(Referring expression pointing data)
+++

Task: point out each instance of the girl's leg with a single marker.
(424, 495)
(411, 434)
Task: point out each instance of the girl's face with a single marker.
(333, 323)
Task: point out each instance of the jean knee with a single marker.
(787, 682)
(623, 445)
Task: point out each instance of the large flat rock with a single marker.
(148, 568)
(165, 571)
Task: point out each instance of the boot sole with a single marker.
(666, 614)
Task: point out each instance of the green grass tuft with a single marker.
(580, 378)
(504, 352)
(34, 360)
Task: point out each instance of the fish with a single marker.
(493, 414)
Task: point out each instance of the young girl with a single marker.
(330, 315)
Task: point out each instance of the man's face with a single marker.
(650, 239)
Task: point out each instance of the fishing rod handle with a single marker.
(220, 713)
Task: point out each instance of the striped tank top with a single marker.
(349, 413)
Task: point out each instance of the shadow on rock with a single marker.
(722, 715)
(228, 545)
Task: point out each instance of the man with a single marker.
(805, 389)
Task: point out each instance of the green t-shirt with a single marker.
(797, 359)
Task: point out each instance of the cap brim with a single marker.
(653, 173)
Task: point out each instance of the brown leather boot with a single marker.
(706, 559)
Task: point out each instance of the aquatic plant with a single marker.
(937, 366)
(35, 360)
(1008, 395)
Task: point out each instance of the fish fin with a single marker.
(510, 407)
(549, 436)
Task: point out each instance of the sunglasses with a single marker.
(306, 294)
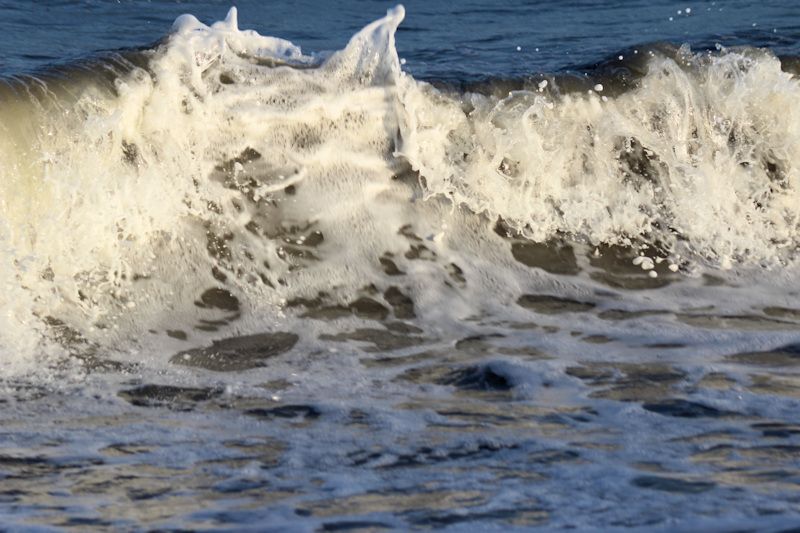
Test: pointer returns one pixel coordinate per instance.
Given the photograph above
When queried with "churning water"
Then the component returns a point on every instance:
(524, 272)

+++

WHAT THE EXERCISE ASKS -> What is needed is a word-for-word copy of the data, minus its pictures.

SOLUTION TO THIS TASK ->
Task: point out each instance of the girl's leg with a single marker.
(424, 495)
(411, 434)
Task: point out each instance of the girl's face with a single marker.
(333, 323)
Task: point out each instance of the jean knee with a single marker.
(787, 682)
(623, 445)
Task: point out each instance of the large flat rock with a single marker.
(148, 568)
(165, 571)
Task: point out each instance of the boot sole with a single marker.
(666, 614)
Task: point out each instance of the green grass tuft with a single marker.
(580, 378)
(504, 352)
(34, 360)
Task: point out each instance of the fish with a single marker.
(493, 414)
Task: point out each instance of the young girl with a single marker.
(330, 315)
Task: point out each instance of the man's face with a single marker.
(650, 239)
Task: point out each instance of the fishing rod handle with a single marker.
(220, 713)
Task: point out each instance of the striped tank top with a single marker.
(349, 413)
Task: point out each instance of the shadow on rock with a single marker.
(722, 715)
(228, 545)
Task: point out each instance of the man with a single marker.
(805, 389)
Task: point out each instance of the green t-shirt with a single marker.
(797, 359)
Task: point out each instance of the cap brim with a single marker.
(653, 173)
Task: point out each instance of the brown leather boot with a single marker.
(706, 559)
Task: point out each instance of the aquatic plant with a single marker.
(937, 366)
(35, 360)
(1008, 395)
Task: point out each instance of the fish fin with a single marker.
(510, 407)
(549, 436)
Task: point out each instance of the sunglasses with a single marker.
(306, 294)
Test: pointer returns one pixel coordinate per instance.
Given the photograph above
When queried with "churning water"
Then the component returns a point on every instance:
(524, 272)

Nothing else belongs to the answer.